Task to complete
Write out the entries verbatim and leave the images out of the copy.

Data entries
━━━━━━━━

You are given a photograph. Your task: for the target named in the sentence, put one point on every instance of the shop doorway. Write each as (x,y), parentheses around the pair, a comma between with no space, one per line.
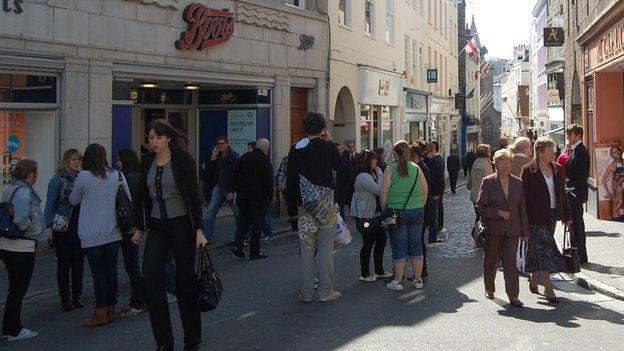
(298,109)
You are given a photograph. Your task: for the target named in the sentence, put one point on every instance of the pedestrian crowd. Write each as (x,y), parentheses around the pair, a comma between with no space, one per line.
(519,194)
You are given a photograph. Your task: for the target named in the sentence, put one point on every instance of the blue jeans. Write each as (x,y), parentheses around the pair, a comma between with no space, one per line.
(217,198)
(103,262)
(434,210)
(405,240)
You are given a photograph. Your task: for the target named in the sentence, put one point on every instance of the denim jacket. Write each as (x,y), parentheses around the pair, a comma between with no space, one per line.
(27,212)
(56,202)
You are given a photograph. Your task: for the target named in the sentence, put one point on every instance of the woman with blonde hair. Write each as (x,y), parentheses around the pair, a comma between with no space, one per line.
(521,150)
(62,228)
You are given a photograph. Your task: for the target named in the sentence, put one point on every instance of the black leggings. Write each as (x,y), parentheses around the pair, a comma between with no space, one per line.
(177,235)
(374,236)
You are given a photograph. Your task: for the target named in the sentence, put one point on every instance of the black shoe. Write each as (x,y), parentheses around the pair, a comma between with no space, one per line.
(77,303)
(258,256)
(237,252)
(66,304)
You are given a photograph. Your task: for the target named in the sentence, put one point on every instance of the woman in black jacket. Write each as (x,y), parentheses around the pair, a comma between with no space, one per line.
(168,205)
(128,163)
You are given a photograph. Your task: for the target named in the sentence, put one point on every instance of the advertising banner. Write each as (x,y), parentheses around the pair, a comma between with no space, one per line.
(242,128)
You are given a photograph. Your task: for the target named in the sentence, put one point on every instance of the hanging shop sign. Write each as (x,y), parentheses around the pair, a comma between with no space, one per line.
(14,6)
(206,27)
(553,36)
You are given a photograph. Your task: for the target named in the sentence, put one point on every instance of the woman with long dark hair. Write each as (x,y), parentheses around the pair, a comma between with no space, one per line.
(95,189)
(128,163)
(62,227)
(169,206)
(404,192)
(365,209)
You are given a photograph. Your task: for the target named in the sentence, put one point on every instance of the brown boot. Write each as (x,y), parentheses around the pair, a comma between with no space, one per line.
(99,317)
(110,313)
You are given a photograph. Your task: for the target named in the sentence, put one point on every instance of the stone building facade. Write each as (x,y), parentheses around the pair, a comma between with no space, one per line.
(76,72)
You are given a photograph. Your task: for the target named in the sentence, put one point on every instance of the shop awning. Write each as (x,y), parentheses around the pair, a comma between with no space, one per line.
(416,117)
(554,131)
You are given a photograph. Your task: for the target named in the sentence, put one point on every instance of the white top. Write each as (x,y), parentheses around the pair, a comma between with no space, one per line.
(17,245)
(550,182)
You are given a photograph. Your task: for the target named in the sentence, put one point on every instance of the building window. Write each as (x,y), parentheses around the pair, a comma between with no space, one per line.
(344,13)
(390,21)
(296,3)
(369,17)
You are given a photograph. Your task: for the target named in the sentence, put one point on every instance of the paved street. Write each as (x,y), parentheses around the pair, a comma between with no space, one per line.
(259,310)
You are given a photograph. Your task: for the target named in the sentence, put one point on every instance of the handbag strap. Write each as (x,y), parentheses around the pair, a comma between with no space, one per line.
(412,189)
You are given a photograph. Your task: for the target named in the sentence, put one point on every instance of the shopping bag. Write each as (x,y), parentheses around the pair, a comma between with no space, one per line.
(521,256)
(343,234)
(209,284)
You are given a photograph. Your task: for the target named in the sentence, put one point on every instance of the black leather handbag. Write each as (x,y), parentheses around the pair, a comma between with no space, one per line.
(124,209)
(209,284)
(570,254)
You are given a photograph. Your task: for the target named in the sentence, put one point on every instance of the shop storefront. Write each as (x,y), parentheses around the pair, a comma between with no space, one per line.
(603,111)
(118,67)
(379,100)
(416,114)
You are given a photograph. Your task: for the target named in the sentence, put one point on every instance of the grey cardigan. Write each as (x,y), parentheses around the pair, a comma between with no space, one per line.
(363,203)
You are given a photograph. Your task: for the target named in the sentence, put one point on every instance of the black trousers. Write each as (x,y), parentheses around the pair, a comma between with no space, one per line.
(251,216)
(130,253)
(175,235)
(577,230)
(441,213)
(373,236)
(69,263)
(453,180)
(20,266)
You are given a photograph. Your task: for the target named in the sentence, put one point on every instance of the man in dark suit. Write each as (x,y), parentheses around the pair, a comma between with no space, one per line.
(453,167)
(576,186)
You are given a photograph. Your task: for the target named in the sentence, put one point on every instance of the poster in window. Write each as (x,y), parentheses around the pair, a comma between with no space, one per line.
(13,141)
(610,167)
(242,128)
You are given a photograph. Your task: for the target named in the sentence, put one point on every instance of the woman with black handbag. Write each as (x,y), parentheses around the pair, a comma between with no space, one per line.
(169,207)
(364,208)
(403,194)
(544,192)
(95,189)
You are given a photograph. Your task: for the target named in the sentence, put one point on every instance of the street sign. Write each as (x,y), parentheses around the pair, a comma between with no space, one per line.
(432,75)
(460,101)
(553,36)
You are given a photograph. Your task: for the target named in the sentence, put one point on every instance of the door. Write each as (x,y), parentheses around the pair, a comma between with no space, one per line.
(298,109)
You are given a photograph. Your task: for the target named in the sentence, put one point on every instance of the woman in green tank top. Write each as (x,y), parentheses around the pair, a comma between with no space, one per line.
(404,189)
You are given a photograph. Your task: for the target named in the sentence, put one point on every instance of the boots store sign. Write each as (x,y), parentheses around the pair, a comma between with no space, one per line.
(206,27)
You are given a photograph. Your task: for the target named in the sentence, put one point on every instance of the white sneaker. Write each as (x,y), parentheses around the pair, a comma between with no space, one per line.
(23,335)
(370,278)
(394,285)
(385,275)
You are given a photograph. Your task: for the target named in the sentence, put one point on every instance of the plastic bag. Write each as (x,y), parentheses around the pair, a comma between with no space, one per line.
(343,234)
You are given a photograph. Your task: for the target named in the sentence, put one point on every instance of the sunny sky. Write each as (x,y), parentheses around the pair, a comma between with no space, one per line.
(502,24)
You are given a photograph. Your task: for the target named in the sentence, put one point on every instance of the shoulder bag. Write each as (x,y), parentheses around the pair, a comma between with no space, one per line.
(391,218)
(208,282)
(124,209)
(8,228)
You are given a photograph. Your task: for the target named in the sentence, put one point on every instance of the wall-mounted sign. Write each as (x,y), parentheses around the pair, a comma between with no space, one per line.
(12,6)
(306,41)
(206,27)
(384,87)
(432,75)
(553,36)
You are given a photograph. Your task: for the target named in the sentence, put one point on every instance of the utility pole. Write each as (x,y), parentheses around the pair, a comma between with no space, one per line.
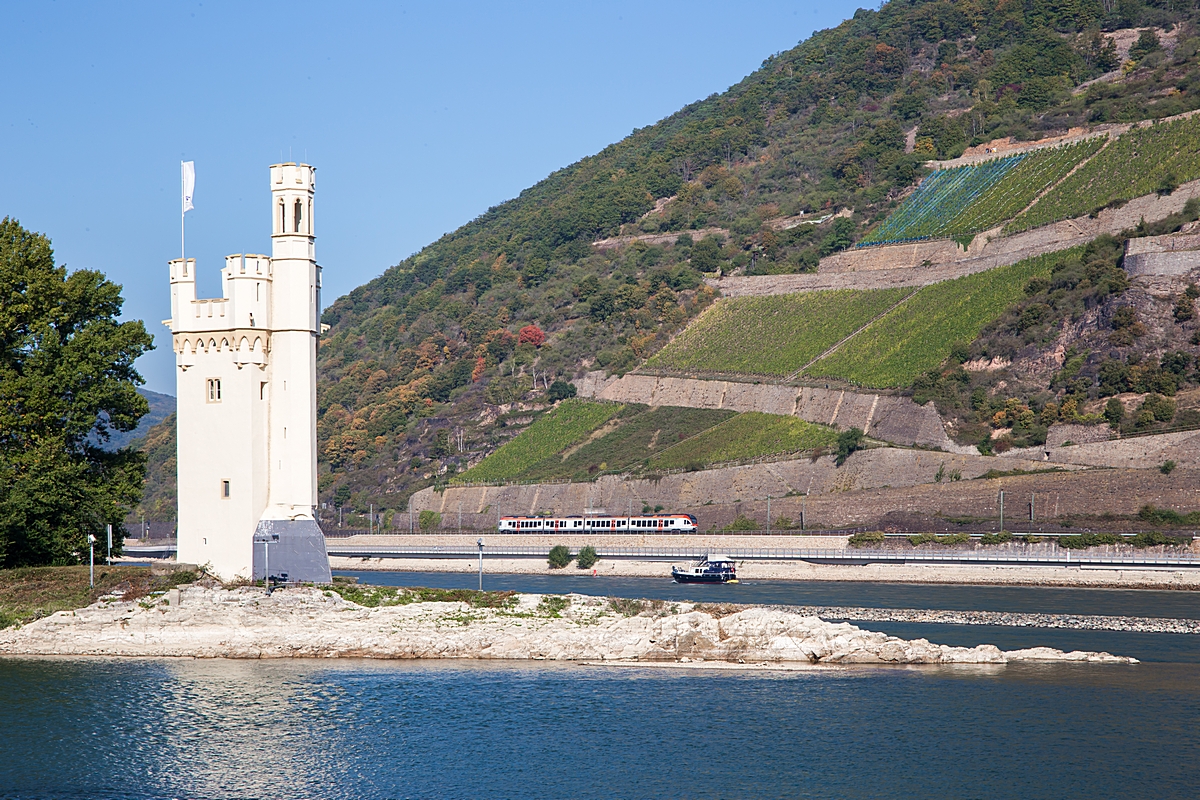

━━━━━━━━

Exercise result
You are given a photograph. Your task: for the target named in the sentence, put one point on every instance of the shop doorway. Write each as (x,y), parentheses around the pair, a comma between with no space, one per line.
(298,109)
You are given a photograph. Your task: for the target named in the sentence, put one point on every instance of the pedestrian crowd. Write each as (x,y), parentheses around the pair, a comma between with no space, one per line.
(519,194)
You are given a photograph. Your task: for the target named in the sentence, put one point on every instance of the blue jeans. Write each as (x,y), parentheses around the pair, a comma between with no space, one per line.
(217,198)
(103,262)
(434,210)
(405,240)
You are given a photograph. Your task: for the target named in the sentence, put one point on every instance of the denim jacket. Write each as (x,y), parentheses around the pair, a comma between with no space, one per line.
(27,212)
(56,202)
You are given a photograph. Your task: for the target named in the sentence, put one point on every instance of the woman with blonde hair. Write each as (x,y), parentheses around the pair, a comma between with no space, one per line.
(521,150)
(62,228)
You are given a photograph. Your task: for the target named in the sentence, put one point on every instance of the black leggings. Write each as (x,y), parentheses around the pair, a comma between with no space, one per line.
(177,235)
(374,236)
You are given a photograph. Your task: for the target named in the sentence, put one point on every instance of the black shoe. Write each as (x,y), parentheses around the pair, a comma between with no space, one per line.
(77,303)
(258,256)
(237,252)
(66,304)
You are given a photograph. Your task: for the target named in the sentence, put one point on every instance of the woman in black jacket. Write each as (x,y), parentheses around the pair, a comma between with no space, one per line.
(168,205)
(128,163)
You are given a photograph. Your task: for the target named in the sentence, put one point on every instance of the advertising banner. Write each as (x,y), parentheses around the pair, a comma between with no space, one per line.
(242,128)
You are given a photograph. Your task: for the target named in the sentence, put one point on every instance of the hanging shop sign. Write each as (x,y), parentheses around the pair, a comma between with no space, one per line.
(14,6)
(206,27)
(553,36)
You are given a photograph. Your task: for the target named in the sentence, put one point on every instance of the woman with long dark hair. Write each as (x,y), parentheses around the pair, a comma between with no space, one per line.
(95,189)
(128,163)
(62,227)
(169,206)
(404,192)
(365,209)
You are given a photograph. Your task: for the target named in the sentence, put one point on every instance of the brown boot. Write each as (x,y), parentheses around the pair, a comma between with no space, one per line.
(99,317)
(110,313)
You are given a photograph. Your task: for the target named in the sentence, put one point on every instance of the stone building facade. Write each as (x,y), parentheses around the pair, a comma between with no space, one per line.
(76,72)
You are given a photograph. Your task: for the target named in the sentence, put one point on every instance of the shop awning. Write each as (x,y), parentheses around the pair, a comma between with no space, one per line.
(416,117)
(554,131)
You are given a photograph. Your task: for the target named in the sentence, put one point on every instance of the white top. Write each as (x,y), parentheses around the pair, a comma between with no space, one per line.
(17,245)
(550,182)
You are given a photograph. Your task: for the target named in the sentence, put one point on every instance of the building window. Write each as (x,y), parentheses around the pair, a comma between with no space, one per line.
(344,13)
(390,21)
(296,3)
(369,17)
You are given a photograph. Your task: for the target named in the sentence, put one point on every instance of the paved street. Write each as (x,y), parentheses around the pair, a comma between with no space, one per line.
(259,310)
You are given a photograph. Your task: for the target named in the sentence, put one point on every instance of the handbag strap. Write each as (x,y), parentheses around the pair, a comma between with no space, one per line.
(412,189)
You are given a photograph. Your task: for the target named in the sentence, put one point on every instance of the shopping bag. Write each as (x,y), parentheses around the pair, a comma between with no space, one per line.
(521,256)
(343,234)
(209,284)
You are given a photograph. Your task: for the target named in the sentence, put one point on every instance of the black leather handbag. Write each as (x,y), parentheses around the pair, a comma between with no space, one per line.
(124,209)
(209,284)
(570,254)
You are given a photograph. Your task: for the target named in the sentence, put one point on every instance of the shop storefront. Write each as (x,y), parentheses around the pair, a comma between with no space, one per line.
(603,111)
(118,67)
(379,100)
(416,114)
You are given a photograph. Your task: for the target named in the sentence, put one point on every instance of the grey cardigan. Write each as (x,y), parentheses around the pair, a comma between with no space, one per line.
(363,203)
You are given a photograph. Your task: for the target named in the sentence, put one point on every instance of the black trousers. Write each as (x,y), parentheses around the pair, a comma between with no space, one per line.
(251,216)
(130,253)
(175,235)
(577,230)
(441,213)
(373,236)
(69,263)
(453,180)
(20,266)
You are given a photograph. Your task: for the target named in the sentence, put one point on every instance of the man in dark suit. Write each as (x,y), parentheses around the pair, a comma between with no space, one per line.
(453,167)
(576,186)
You are given a photograph. Your task: for the target named in the sentence, put one point on every instance of the poster in window. Write each as (x,y), parentheses around the pair, a comma between with no space, one per line.
(13,141)
(610,167)
(242,128)
You are given a photograph. Your task: for the target named in the sentence, put one point on every instance of the woman with black handbag. Write each as (x,y), parentheses around the pair, a comma between with no space, one per line.
(169,207)
(364,208)
(403,194)
(544,192)
(95,189)
You are given a photograph. Your task: for the target named in the sentence, put one point on every instance of the street sign. Write each as (x,y), parentheses around the pair, a comma between with no space, one per line.
(432,75)
(460,101)
(553,36)
You are given a photograph. Your task: for the target named in the sentence, put one point on every instance of the door. Write each as (x,y), parentheses around the pair, a comma between with no space, one per line.
(298,109)
You are given a photograph. Your task: for the target named in the sentence, put one point on every instance of the woman in green tank top. Write each as (x,y), parentheses around the pair, a comma between with no space, one per line.
(404,189)
You are given a photograph. Your task: for the target named in the sentence, put one point on every instance of the boots store sign. Write each as (x,y), parentheses around the pair, a comma between with no space, one per line.
(206,27)
You are given a photograph. Your task: for the target named in the sentence, put one point on every instance of the white sneaker. Write each as (x,y), parentheses around the pair, a comma between with no space, one per line.
(23,335)
(370,278)
(394,285)
(385,275)
You are given a photograph. Your task: for the target named in the sentence, put one point on every instance of the plastic bag. Write each as (x,y), parentheses around the pair, a comma between with no space, one per line.
(343,234)
You are given a photograph. Your task: for the target named in the sentence, put one point on every instance of the sunny sky. Write each as (x,y), parentheses around the pair, a comma between with no space, one per line.
(502,24)
You are given a photograph. Your task: for the target named in the sentence, put one point on every instance of the shoulder bag. Write each as (x,y), parentheses around the pair, a comma between with no space, one per line.
(391,218)
(208,282)
(124,209)
(8,228)
You are given a photograph. Your task: for the target named in the sentence, put one point on every instance of the wall-mounted sign. Write each as (x,y), parentheses around the pair, a comma between with no space, one per line.
(12,6)
(306,41)
(206,27)
(384,87)
(432,75)
(553,36)
You are given a photograph. Your task: for the target named in the sentence, put one point on every instance of the utility pole. Write each as (x,y), parentheses around the pair, a comma between with no space, one per line.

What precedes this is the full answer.